### BRIEF:
Copy out each of the lines below word for word, with nothing added, dropped, or changed.

### TASK INPUTS:
***

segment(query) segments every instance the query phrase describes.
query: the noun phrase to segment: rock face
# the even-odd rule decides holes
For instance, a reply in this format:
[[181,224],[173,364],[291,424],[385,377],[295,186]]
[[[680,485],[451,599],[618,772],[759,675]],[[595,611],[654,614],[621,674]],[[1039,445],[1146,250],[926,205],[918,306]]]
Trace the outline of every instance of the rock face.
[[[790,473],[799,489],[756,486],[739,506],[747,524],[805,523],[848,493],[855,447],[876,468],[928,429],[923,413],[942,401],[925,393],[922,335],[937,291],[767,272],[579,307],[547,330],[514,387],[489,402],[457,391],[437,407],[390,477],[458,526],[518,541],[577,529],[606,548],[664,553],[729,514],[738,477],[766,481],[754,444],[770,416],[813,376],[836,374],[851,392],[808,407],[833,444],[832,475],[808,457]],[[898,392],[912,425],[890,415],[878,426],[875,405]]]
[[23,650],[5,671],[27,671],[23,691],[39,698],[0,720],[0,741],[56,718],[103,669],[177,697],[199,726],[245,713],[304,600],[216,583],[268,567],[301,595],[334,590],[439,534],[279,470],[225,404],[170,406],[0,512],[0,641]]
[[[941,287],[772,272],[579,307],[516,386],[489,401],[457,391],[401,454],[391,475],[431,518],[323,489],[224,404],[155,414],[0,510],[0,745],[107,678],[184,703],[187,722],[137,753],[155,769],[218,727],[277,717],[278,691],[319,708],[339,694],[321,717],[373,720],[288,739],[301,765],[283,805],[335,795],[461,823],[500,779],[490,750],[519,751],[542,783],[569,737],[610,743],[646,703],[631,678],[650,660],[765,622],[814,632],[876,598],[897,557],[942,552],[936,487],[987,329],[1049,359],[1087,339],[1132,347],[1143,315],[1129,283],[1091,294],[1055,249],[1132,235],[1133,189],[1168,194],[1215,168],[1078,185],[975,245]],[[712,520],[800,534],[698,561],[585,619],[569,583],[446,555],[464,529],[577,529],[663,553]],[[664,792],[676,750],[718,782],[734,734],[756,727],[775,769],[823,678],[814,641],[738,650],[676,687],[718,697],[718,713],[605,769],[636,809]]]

***

### RESULT FOR THIS EXERCISE:
segment(query) segments every instance the query phrase describes.
query: the noun phrase to segment: rock face
# the even-odd rule decides holes
For instance, a reply in this format:
[[181,224],[173,364],[291,424],[385,377],[295,186]]
[[[680,485],[451,599],[618,772],[759,675]],[[595,611],[654,614],[621,674]],[[1039,445],[1146,250],[926,205],[918,306]]]
Trace the outline of every instance of the rock face.
[[[790,473],[799,489],[756,486],[739,506],[747,524],[805,523],[848,493],[855,447],[876,468],[928,429],[923,413],[942,401],[925,393],[922,335],[937,291],[767,272],[579,307],[547,330],[514,387],[489,402],[457,391],[437,407],[390,477],[458,526],[518,541],[577,529],[606,548],[664,553],[729,514],[738,477],[766,481],[754,444],[770,416],[813,376],[836,374],[851,392],[808,407],[833,444],[832,475],[808,457]],[[898,392],[912,425],[890,415],[878,426],[875,405]]]
[[23,650],[5,671],[27,671],[23,691],[39,698],[0,720],[0,741],[56,718],[103,669],[177,697],[199,726],[245,713],[304,600],[216,583],[268,567],[301,595],[334,590],[439,534],[279,470],[225,404],[170,406],[0,512],[0,641]]
[[[941,287],[772,272],[579,307],[516,386],[489,401],[457,391],[401,454],[391,475],[431,518],[323,489],[224,404],[155,414],[0,510],[0,745],[107,678],[184,703],[187,722],[137,753],[155,769],[218,727],[277,717],[278,691],[319,708],[339,694],[321,717],[373,720],[288,739],[301,765],[283,805],[335,795],[461,823],[500,779],[490,750],[519,751],[542,783],[569,737],[610,743],[646,703],[631,678],[650,660],[765,622],[814,632],[876,598],[897,557],[942,552],[936,487],[987,329],[1049,359],[1087,339],[1132,347],[1143,315],[1129,283],[1091,294],[1055,249],[1132,235],[1133,189],[1168,194],[1215,168],[1078,185],[975,245]],[[712,520],[800,534],[698,561],[585,619],[569,583],[446,555],[464,529],[577,529],[663,553]],[[664,792],[676,750],[718,782],[734,734],[756,727],[775,769],[823,678],[814,641],[738,650],[676,687],[718,697],[718,713],[605,769],[636,809]]]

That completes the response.